§ **To-do list**
a) From the thread below about griffe and papyri, list the parameter names that the ingest function's parameter dictionary holds.
b) Pick up the griffe and papyri thread below from its last line and carry it on.

§ **Text segment**
^^^^^^^^

In [3]: sample_async_function = papyri.functions["sample_async_function"]

In [4]: vars(sample_async_function)
Out[4]:
{'name': 'sample_async_function',
 'lineno': 593,
 'endlineno': 594,
 'docstring': None,
 'parent': <Module(PosixPath('papyri/__init__.py'))>,
 'members': {},
 'labels': {'async'},
 'imports': {},
 'exports': None,
 'aliases': {},
 'runtime': True,
 '_lines_collection': None,
 '_modules_collection': None,
 'parameters': <griffe.dataclasses.Parameters at 0x1075b75e0>,
 'returns': None,
 'decorators': [],
 'setter': None,
 'deleter': None,
 'overloads': None}

In [5]: ingest_function = papyri.functions["ingest"]

In [6]: ingest_function.parameters['check'].as_dict()
Out[6]:
{'name': 'check',
 'annotation': Name(source='bool', full='bool'),
 'kind': <ParameterKind.positional_or_keyword: 'positional or keyword'>,
 'default': 'False'}

In [7]: ingest_function.parameters._parameters_dict
Out[7]:
{'paths': <griffe.dataclasses.Parameter at 0x107599400>,
 'check': <griffe.dataclasses.Parameter at 0x1075994c0>,
 'relink': <griffe.dataclasses.Parameter at 0x10759b1c0>,
 'dummy_progress': <griffe.dataclasses.Parameter at 0x10759b2b0>}

In [8]: ingest_function.parameters['check'].as_dict()
Out[8]:
{'name': 'check',
 'annotation': Name(source='bool', full='bool'),
 'kind': <ParameterKind.positional_or_keyword: 'positional or keyword'>,
 'default': 'False'}

I think the first step could be to return the griffe's Function object instead of the string signature, what do you think?

Carreau · 2023-04-24T08:18:59Z

Yes, I think that should work.

I think you can also use

from griffe.encoders import JSONEncoder
import json
print(json.dumps(ingest_function, cls=JSONEncoder, indent=2))

And that should give you a JSON representation of the function.

Though it seem the type annotations are still strings, but we can take care of this later.

"default": "typer.Option(False, help='Disable rich progress bar')"

Note that griffe is based on ast-maniputation and papyri does actually import the objects. So there might be some
mangling to do.

pawamoy · 2023-05-14T21:14:40Z

Hello, chiming in :)

For values (actual values of attributes or default values of parameters), Griffe indeed simply unparses the AST into a string.

For type annotatons however, it builds complete "expressions", which are recursive lists of strings (delimiters like [](){}.,), "names" (which reference other objects and can be resolved to their full path) and expressions (the recursive part).

Storing them like this allows to render signatures with links for each part of each type annotation.

In the future we might store values the same way.

pawamoy · 2023-08-25T11:17:56Z

Update: Griffe changed its way of storing expressions. They're now a tree of proper objects representing Python code (basically ast with a specialized class for names, to resolve them easily). Also, we now parse attribute values, decorators, and class bases as expressions too! Previously it was just type annotations 🙂

asmeurer · 2023-09-21T20:29:52Z

Here's how griffe represents the annotation list[int] | int:

            "annotation": {
              "left": {
                "left": {
                  "name": "list",
                  "cls": "ExprName"

^^^^^^^^

§ **Listed entries**

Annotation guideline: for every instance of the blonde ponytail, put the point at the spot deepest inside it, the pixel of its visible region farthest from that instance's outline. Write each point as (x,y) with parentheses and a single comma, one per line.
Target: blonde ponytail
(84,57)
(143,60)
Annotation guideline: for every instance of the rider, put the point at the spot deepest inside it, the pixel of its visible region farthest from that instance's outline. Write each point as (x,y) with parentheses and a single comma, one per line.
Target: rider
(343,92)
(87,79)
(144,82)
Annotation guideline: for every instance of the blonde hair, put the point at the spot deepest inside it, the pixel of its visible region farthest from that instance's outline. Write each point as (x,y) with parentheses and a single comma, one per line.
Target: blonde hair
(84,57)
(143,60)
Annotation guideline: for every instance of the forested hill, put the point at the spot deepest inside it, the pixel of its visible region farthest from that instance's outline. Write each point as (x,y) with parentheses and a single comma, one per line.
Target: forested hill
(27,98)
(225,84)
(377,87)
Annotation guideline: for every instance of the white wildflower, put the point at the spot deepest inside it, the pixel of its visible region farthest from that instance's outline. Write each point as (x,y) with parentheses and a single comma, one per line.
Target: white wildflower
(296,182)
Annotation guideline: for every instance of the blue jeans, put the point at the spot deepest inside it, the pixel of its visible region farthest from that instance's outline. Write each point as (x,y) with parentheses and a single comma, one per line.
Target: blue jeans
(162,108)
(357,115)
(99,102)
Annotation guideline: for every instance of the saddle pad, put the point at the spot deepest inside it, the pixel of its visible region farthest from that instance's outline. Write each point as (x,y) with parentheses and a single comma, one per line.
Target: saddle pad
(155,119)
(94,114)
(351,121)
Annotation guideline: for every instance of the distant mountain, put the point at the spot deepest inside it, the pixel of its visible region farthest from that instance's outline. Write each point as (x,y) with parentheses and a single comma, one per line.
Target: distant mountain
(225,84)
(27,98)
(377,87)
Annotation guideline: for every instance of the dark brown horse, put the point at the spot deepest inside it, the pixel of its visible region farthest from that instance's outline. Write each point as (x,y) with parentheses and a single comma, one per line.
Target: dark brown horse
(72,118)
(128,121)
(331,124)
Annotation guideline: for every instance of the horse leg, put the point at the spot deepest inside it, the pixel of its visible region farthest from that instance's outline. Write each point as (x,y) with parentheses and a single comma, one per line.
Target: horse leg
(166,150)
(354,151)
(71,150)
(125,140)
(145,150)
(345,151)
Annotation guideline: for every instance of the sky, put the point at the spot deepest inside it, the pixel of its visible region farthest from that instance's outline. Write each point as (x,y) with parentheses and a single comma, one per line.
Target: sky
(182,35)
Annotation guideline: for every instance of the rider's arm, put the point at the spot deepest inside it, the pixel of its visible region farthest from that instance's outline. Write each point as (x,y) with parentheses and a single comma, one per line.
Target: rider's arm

^^^^^^^^

§ **Responses to the exercise**
a) paths, check, relink, dummy_progress

b)
                },
                "slice": {
                  "name": "int",
                  "cls": "ExprName"
                },
                "cls": "ExprSubscript"
              },
              "operator": "|",
              "right": {
                "name": "int",
                "cls": "ExprName"
              },
              "cls": "ExprBinOp"
            },

Reconstructing this would be harder work. It would be simpler to just store the annotation as a string, but this would break compatibility if we wanted to add it in the future. Maybe we can store the string form as annotation_string and leave annotation out for now.

But I'm not clear just how much we want to be compatible with griffe. Also, it would probably be useful if griffe also stored the string form of the annotation in addition to the ast form.

pawamoy · 2023-09-21T21:21:27Z

It's a bit more readable if we put the class name at the top of each dict:

"annotation": {
  "cls": "ExprBinOp",
  "left": {
    "cls": "ExprSubscript",
    "left": {
      "cls": "ExprName",
      "name": "list",
    },
    "slice": {
      "cls": "ExprName",
      "name": "int",
    },
  },
  "operator": "|",
  "right": {
    "cls": "ExprName",
    "name": "int",
  }
}

I'm not familiar with the Papyri project so I'll suggest things that might not be acceptable to you, please forgive me 🙂

If you actually depend on Griffe, you can directly work with expressions. Calling str on an expression will "unparse" it into a string.

You can iterate on expressions, recursively, in depth-first order, to process specific types of sub-expressions (subscripts, attributes, function calls, etc.) if you need to. With the previous example, your (recursive) iteration would yield:

[
    ExprBinOp(...),
    ExprSubscript(...)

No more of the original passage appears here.